**Task description**
Out of the material that follows, write out exactly the lines from the line with "Expected: one point per instance of the orange" to the line with "Expected: one point per instance of the office", both ends included, and no others.

======== Record set

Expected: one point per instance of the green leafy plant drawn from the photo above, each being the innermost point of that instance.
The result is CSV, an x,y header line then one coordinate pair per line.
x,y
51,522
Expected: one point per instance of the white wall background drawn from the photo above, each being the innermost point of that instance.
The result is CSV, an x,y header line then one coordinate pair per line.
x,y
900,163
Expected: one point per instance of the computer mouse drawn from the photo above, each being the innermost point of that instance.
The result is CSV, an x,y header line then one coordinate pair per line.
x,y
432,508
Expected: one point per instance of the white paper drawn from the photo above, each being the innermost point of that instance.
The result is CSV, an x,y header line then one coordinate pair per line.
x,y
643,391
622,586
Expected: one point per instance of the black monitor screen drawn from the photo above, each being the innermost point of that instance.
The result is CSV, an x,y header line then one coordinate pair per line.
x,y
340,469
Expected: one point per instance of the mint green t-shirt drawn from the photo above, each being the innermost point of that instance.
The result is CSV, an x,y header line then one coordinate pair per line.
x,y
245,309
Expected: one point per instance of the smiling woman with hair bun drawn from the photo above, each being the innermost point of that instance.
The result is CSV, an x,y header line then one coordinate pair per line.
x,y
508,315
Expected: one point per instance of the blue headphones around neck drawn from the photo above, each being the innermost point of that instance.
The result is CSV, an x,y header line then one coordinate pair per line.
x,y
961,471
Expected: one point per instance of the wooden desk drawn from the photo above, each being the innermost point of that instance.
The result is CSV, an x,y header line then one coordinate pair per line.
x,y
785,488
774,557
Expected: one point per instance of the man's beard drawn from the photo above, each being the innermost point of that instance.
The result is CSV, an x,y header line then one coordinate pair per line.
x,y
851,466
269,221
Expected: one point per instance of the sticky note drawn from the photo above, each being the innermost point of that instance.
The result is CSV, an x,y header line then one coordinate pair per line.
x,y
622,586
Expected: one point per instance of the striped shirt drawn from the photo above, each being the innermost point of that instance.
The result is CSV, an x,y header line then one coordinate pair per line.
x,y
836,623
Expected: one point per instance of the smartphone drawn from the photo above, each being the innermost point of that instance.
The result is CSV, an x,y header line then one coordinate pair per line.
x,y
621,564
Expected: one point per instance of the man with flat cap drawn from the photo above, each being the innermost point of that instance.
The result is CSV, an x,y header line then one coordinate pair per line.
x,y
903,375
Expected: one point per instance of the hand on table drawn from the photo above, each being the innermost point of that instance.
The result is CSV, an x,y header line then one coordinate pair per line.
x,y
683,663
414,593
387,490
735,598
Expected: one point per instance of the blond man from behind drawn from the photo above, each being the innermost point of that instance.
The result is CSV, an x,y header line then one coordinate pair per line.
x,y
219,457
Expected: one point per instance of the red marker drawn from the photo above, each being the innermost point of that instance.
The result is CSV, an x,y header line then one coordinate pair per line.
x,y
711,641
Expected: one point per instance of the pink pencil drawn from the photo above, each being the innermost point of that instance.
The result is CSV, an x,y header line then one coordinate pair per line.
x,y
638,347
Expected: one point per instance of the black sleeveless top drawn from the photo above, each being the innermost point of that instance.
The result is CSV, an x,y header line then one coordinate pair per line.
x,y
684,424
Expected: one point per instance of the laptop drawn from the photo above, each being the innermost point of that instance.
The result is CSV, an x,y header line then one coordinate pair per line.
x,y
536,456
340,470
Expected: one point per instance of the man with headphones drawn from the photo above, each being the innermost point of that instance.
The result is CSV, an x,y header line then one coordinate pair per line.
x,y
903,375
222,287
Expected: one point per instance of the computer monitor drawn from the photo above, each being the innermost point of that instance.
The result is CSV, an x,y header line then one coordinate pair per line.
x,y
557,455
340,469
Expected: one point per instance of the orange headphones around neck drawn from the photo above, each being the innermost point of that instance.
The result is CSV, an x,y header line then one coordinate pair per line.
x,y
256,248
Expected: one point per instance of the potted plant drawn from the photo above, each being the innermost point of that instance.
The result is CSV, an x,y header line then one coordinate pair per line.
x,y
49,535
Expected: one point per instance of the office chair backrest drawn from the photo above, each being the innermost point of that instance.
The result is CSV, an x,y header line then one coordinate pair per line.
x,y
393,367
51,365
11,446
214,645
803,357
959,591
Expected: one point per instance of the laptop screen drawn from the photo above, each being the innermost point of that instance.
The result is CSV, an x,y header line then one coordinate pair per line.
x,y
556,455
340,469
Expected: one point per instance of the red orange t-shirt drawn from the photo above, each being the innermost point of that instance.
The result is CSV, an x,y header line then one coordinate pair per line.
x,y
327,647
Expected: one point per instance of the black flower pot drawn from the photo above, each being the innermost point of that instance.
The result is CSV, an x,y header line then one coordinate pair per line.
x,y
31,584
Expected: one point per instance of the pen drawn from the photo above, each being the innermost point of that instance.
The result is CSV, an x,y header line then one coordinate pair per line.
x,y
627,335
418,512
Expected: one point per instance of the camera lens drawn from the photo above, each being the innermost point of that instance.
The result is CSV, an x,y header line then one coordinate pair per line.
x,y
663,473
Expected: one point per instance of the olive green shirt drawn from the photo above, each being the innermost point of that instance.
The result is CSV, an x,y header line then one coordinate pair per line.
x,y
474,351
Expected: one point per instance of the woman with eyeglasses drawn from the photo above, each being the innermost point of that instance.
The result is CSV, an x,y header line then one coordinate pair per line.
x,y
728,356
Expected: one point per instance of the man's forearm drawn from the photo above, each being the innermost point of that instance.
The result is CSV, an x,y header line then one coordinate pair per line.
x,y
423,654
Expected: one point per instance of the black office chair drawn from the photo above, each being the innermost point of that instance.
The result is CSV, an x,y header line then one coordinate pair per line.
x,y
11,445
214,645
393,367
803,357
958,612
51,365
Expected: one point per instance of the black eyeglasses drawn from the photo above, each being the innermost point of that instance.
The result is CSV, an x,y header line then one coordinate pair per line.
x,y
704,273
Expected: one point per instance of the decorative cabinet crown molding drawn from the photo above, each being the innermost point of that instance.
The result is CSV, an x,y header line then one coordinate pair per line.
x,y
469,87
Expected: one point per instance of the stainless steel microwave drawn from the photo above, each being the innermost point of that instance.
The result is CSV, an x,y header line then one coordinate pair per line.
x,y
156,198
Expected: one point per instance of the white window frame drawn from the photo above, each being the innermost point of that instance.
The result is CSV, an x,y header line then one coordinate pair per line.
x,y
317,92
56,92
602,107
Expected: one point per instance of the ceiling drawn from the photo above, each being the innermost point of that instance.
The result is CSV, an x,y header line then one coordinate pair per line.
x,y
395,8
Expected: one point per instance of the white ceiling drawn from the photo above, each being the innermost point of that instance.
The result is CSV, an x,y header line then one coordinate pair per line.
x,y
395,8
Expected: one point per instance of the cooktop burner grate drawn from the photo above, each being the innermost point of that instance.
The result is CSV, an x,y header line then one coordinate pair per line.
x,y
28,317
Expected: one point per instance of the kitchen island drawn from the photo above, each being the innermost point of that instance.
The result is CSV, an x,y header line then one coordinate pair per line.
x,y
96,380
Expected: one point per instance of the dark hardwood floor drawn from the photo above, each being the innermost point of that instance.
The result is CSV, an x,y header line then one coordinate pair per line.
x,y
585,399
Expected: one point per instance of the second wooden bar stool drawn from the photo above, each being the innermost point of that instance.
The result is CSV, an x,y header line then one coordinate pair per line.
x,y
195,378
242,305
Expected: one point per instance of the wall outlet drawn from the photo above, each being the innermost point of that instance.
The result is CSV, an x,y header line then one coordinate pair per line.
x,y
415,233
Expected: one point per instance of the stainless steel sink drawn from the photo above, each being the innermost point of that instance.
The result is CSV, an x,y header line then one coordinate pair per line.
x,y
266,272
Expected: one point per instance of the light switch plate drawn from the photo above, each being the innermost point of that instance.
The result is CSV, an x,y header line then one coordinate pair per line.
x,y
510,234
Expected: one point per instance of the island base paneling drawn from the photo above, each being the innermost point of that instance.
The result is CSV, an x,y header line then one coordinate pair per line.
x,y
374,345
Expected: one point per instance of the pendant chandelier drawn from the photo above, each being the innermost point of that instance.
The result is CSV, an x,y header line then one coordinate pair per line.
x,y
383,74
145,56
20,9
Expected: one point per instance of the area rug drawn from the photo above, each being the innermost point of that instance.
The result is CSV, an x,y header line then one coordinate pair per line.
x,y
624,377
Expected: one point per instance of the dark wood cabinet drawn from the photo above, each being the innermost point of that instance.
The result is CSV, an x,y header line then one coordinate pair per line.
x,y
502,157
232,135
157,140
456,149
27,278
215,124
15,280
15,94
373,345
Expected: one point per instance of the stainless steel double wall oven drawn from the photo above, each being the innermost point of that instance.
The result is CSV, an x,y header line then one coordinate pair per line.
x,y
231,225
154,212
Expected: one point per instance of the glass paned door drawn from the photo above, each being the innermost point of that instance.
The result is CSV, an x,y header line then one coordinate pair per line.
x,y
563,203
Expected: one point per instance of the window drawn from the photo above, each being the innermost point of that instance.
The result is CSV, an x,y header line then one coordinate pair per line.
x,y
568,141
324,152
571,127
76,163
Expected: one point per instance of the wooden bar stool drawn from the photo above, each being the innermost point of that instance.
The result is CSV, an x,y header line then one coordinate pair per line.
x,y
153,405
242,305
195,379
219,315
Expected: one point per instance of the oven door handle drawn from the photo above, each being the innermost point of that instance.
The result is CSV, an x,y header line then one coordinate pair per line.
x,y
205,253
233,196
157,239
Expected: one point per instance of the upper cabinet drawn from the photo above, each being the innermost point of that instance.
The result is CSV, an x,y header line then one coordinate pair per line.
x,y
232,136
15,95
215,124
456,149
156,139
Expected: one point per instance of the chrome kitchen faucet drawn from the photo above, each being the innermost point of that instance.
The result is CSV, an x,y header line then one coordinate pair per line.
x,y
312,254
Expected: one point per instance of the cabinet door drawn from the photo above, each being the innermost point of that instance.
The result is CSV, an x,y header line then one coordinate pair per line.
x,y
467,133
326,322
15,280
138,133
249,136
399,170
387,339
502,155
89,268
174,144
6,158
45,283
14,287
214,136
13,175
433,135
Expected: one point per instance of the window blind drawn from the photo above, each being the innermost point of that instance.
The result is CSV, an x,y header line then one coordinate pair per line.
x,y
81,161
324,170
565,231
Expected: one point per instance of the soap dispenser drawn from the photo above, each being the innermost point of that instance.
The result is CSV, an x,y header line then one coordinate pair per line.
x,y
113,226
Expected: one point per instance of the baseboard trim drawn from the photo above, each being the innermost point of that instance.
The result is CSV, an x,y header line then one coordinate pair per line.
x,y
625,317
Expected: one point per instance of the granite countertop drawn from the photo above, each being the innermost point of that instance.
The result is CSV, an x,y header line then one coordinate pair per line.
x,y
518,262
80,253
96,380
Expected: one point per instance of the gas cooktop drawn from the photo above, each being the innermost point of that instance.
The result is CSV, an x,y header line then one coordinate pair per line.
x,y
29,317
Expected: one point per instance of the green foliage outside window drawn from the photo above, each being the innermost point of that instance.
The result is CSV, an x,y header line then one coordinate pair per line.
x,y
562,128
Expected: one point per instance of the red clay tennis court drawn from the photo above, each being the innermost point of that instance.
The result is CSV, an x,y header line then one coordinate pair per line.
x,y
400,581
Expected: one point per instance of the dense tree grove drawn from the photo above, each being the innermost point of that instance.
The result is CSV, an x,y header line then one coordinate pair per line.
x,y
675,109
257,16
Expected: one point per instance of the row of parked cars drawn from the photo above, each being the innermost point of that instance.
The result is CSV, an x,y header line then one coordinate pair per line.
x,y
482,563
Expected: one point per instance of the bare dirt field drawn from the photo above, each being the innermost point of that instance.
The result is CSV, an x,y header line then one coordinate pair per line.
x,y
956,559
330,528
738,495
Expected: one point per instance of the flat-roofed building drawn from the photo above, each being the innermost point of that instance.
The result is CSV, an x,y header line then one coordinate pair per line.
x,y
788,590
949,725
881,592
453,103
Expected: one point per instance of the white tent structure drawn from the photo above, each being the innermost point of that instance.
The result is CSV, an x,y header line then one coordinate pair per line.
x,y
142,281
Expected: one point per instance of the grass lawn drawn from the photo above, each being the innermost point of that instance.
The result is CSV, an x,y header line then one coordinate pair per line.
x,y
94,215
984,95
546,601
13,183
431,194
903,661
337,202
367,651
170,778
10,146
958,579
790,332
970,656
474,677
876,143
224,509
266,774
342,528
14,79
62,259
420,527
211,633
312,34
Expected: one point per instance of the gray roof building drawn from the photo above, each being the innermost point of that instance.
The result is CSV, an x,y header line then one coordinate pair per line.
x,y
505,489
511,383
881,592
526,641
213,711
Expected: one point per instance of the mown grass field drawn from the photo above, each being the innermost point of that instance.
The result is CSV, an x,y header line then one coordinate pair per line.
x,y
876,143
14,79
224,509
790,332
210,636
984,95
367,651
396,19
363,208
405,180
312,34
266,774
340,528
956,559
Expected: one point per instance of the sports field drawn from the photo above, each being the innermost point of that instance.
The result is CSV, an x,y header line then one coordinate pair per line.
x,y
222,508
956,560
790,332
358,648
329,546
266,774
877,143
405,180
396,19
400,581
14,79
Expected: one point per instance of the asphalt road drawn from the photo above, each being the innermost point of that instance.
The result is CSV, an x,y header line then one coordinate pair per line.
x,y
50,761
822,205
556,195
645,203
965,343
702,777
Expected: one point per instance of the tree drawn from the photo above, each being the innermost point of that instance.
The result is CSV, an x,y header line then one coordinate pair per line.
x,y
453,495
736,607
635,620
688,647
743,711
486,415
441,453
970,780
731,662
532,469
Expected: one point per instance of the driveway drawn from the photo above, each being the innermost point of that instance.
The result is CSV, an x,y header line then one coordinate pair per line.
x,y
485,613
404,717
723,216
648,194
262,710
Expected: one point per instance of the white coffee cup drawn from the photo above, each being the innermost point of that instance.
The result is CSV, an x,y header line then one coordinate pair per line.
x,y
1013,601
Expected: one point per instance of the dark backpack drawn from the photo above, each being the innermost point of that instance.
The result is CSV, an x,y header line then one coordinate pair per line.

================

**Output below**
Expected: one point per instance of the orange headphones around neck drawn from the photo above, each being the innermost point of that instance.
The result is CSV, an x,y header line then one coordinate pair per line.
x,y
256,248
Expected: one point per instance of the potted plant drawn from the photo above, each being the innermost point of that instance.
The result is CSV, an x,y header line then one coordinate pair per line.
x,y
49,535
Expected: one point per instance of the office chair backrest drawn from the photo above, each being the innermost point of that instance.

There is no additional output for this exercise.